Task details:
Extract each line of the material below that contains the word "pyramid".

Detection examples:

::::

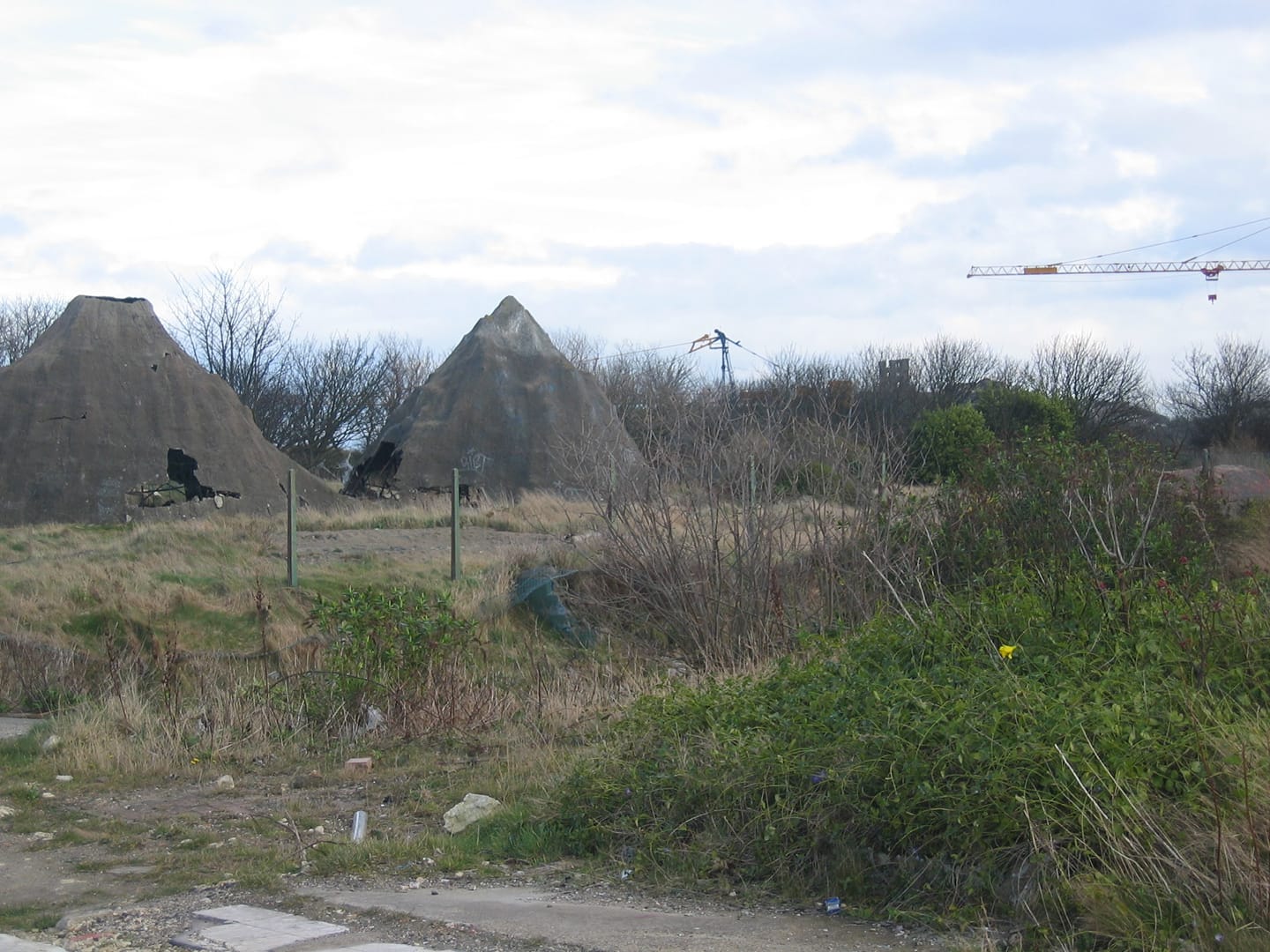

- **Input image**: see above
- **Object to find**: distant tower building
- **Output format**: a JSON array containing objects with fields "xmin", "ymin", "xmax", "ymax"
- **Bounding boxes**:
[{"xmin": 878, "ymin": 357, "xmax": 913, "ymax": 393}]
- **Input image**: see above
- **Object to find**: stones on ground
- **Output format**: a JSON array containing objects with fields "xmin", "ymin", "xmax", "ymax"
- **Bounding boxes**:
[{"xmin": 442, "ymin": 793, "xmax": 503, "ymax": 833}]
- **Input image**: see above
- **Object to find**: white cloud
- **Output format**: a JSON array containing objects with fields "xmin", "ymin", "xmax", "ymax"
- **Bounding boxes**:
[
  {"xmin": 0, "ymin": 0, "xmax": 1270, "ymax": 381},
  {"xmin": 1111, "ymin": 148, "xmax": 1160, "ymax": 179}
]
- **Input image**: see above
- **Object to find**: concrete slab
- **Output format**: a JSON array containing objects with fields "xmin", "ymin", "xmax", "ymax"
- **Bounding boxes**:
[
  {"xmin": 0, "ymin": 718, "xmax": 43, "ymax": 740},
  {"xmin": 190, "ymin": 905, "xmax": 348, "ymax": 952},
  {"xmin": 0, "ymin": 933, "xmax": 66, "ymax": 952}
]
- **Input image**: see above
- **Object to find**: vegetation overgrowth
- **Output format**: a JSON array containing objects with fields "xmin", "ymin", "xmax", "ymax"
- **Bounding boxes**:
[{"xmin": 0, "ymin": 401, "xmax": 1270, "ymax": 949}]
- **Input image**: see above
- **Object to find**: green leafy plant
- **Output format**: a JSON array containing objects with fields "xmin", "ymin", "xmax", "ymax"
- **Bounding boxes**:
[
  {"xmin": 303, "ymin": 588, "xmax": 503, "ymax": 733},
  {"xmin": 909, "ymin": 404, "xmax": 993, "ymax": 482}
]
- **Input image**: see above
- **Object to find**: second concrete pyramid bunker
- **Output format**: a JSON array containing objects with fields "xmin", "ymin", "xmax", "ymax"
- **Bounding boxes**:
[{"xmin": 344, "ymin": 297, "xmax": 639, "ymax": 497}]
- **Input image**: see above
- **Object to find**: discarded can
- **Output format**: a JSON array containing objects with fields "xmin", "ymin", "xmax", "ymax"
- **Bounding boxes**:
[{"xmin": 349, "ymin": 810, "xmax": 366, "ymax": 843}]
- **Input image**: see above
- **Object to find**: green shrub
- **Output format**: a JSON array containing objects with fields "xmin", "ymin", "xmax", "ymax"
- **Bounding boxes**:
[
  {"xmin": 909, "ymin": 404, "xmax": 992, "ymax": 482},
  {"xmin": 560, "ymin": 571, "xmax": 1270, "ymax": 939},
  {"xmin": 974, "ymin": 384, "xmax": 1076, "ymax": 443},
  {"xmin": 301, "ymin": 588, "xmax": 491, "ymax": 733}
]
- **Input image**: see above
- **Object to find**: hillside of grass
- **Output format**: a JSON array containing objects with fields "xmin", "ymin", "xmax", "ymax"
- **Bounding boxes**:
[{"xmin": 0, "ymin": 442, "xmax": 1270, "ymax": 949}]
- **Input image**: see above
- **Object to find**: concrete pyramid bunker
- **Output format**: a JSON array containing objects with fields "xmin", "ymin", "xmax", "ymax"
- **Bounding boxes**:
[
  {"xmin": 344, "ymin": 297, "xmax": 644, "ymax": 497},
  {"xmin": 0, "ymin": 296, "xmax": 338, "ymax": 525}
]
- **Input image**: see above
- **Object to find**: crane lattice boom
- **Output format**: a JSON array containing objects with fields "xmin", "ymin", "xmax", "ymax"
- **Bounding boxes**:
[{"xmin": 965, "ymin": 257, "xmax": 1270, "ymax": 280}]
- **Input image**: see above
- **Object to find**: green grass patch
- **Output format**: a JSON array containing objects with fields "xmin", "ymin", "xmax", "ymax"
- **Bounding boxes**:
[
  {"xmin": 559, "ymin": 563, "xmax": 1270, "ymax": 944},
  {"xmin": 0, "ymin": 904, "xmax": 63, "ymax": 932}
]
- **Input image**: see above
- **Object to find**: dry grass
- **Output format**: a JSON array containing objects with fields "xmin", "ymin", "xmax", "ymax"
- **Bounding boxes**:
[{"xmin": 298, "ymin": 491, "xmax": 598, "ymax": 536}]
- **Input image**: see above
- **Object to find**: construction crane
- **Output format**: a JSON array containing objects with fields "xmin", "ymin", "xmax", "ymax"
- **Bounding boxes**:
[
  {"xmin": 965, "ymin": 219, "xmax": 1270, "ymax": 301},
  {"xmin": 965, "ymin": 257, "xmax": 1270, "ymax": 280}
]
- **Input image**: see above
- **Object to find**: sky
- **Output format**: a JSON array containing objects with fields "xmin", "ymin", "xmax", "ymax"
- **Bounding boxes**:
[{"xmin": 0, "ymin": 0, "xmax": 1270, "ymax": 383}]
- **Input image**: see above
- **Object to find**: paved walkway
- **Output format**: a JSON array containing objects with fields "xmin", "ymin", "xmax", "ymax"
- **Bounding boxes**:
[
  {"xmin": 0, "ymin": 906, "xmax": 453, "ymax": 952},
  {"xmin": 0, "ymin": 889, "xmax": 938, "ymax": 952}
]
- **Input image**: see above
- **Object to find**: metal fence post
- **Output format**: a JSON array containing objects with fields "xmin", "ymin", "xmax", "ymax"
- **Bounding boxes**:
[{"xmin": 450, "ymin": 470, "xmax": 462, "ymax": 582}]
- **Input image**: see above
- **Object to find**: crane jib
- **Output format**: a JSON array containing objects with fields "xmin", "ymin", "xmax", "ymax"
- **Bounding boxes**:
[{"xmin": 965, "ymin": 257, "xmax": 1270, "ymax": 280}]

::::

Exercise output:
- **Object to find**: second concrete pyramid bunker
- **Object to find**: concrete pyramid bunker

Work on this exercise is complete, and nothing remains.